Aim of the task: Copy every line of the entries below without changing anything.

[Segmentation annotation entries]
[START]
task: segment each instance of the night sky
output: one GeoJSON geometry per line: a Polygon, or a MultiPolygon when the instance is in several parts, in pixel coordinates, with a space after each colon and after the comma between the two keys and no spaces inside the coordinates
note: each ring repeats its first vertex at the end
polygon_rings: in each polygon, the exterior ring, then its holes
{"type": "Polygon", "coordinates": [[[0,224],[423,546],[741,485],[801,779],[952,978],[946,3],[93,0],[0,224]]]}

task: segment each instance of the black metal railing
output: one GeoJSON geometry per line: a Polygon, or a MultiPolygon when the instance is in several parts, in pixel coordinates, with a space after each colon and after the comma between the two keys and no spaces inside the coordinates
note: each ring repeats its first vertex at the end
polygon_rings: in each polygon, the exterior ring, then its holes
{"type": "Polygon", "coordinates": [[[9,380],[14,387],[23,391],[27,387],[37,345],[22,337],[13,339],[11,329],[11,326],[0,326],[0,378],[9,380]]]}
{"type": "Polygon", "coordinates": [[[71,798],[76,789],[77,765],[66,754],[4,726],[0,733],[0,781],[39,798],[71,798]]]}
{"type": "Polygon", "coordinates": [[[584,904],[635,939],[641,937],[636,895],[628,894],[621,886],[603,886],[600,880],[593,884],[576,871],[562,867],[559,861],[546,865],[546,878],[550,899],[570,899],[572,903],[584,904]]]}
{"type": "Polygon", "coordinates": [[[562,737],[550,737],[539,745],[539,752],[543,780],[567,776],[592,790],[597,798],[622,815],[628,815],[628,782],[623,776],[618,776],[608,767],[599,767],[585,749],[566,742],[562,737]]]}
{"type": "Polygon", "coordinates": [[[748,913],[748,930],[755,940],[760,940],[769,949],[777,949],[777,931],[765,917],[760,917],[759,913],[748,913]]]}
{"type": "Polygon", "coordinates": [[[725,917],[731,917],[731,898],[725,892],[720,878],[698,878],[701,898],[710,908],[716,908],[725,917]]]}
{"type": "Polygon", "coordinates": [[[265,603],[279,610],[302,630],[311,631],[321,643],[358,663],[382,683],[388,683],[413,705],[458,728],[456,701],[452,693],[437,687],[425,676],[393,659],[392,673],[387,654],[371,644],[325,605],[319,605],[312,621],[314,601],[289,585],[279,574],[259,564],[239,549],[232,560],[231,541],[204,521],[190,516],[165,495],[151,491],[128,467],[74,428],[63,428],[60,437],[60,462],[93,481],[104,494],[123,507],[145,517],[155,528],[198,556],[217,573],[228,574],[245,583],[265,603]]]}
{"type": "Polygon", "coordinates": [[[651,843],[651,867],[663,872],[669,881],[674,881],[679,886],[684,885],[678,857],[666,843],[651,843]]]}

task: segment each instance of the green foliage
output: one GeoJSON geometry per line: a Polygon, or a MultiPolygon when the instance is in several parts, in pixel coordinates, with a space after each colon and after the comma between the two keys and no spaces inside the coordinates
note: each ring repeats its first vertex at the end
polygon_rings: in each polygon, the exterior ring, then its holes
[END]
Full output:
task: segment each instance of the night sky
output: one GeoJSON geometry per line: a Polygon, or a MultiPolygon when the instance is in several parts, in pixel coordinates, with a space after each colon and after the comma between the two keys and no spaces inside the coordinates
note: each ring repeats its first vertex at the end
polygon_rings: in each polygon, the exterior ring, then its holes
{"type": "Polygon", "coordinates": [[[0,224],[423,546],[741,485],[801,779],[952,978],[946,3],[93,0],[0,224]]]}

task: segment each instance of the black metal railing
output: one GeoJSON geometry per line: a Polygon, or a MultiPolygon when the instance is in several parts, in pixel coordinates, with a space after each colon and after the comma between the two keys and no spaces inside the coordinates
note: each ring repeats its first vertex at the end
polygon_rings: in each polygon, the exterior ring, then its holes
{"type": "Polygon", "coordinates": [[[9,380],[14,387],[23,391],[27,387],[37,345],[22,337],[13,339],[11,329],[11,326],[0,326],[0,378],[9,380]]]}
{"type": "Polygon", "coordinates": [[[71,798],[76,789],[77,765],[66,754],[4,726],[0,733],[0,781],[39,798],[71,798]]]}
{"type": "Polygon", "coordinates": [[[584,904],[635,939],[641,937],[636,895],[628,894],[621,886],[603,886],[600,880],[593,884],[576,871],[562,867],[559,861],[546,865],[546,878],[550,899],[570,899],[572,903],[584,904]]]}
{"type": "Polygon", "coordinates": [[[562,737],[550,737],[539,745],[539,752],[543,780],[567,776],[592,790],[597,798],[622,815],[628,815],[628,782],[623,776],[618,776],[608,767],[599,767],[585,749],[566,742],[562,737]]]}
{"type": "Polygon", "coordinates": [[[748,913],[748,930],[755,940],[760,940],[769,949],[777,949],[777,931],[765,917],[760,917],[759,913],[748,913]]]}
{"type": "Polygon", "coordinates": [[[725,917],[731,917],[731,898],[725,892],[720,878],[698,878],[701,898],[710,908],[716,908],[725,917]]]}
{"type": "Polygon", "coordinates": [[[265,603],[279,610],[302,630],[311,631],[321,643],[358,663],[382,683],[388,683],[413,705],[458,728],[456,701],[452,693],[437,687],[425,676],[393,659],[392,673],[387,654],[371,644],[325,605],[319,605],[312,621],[314,601],[289,585],[279,574],[259,564],[239,549],[232,560],[231,541],[204,521],[190,516],[165,495],[151,491],[128,467],[74,428],[63,428],[60,437],[60,462],[93,481],[104,494],[123,507],[145,517],[155,528],[198,556],[217,573],[228,574],[245,583],[265,603]]]}
{"type": "Polygon", "coordinates": [[[651,843],[651,867],[663,872],[669,881],[674,881],[679,886],[684,885],[678,857],[666,843],[651,843]]]}

task: segment each instance of the green foliage
output: one GeoJSON geometry per line: a Polygon, or a MultiPolygon when the instance is in several parts, in pixel coordinates, with a space after each colon and after the comma between the two keys and no spaces inside the coordinates
note: each ring repeats its first vertex at the end
polygon_rings: in each polygon, the exterior ring, then its holes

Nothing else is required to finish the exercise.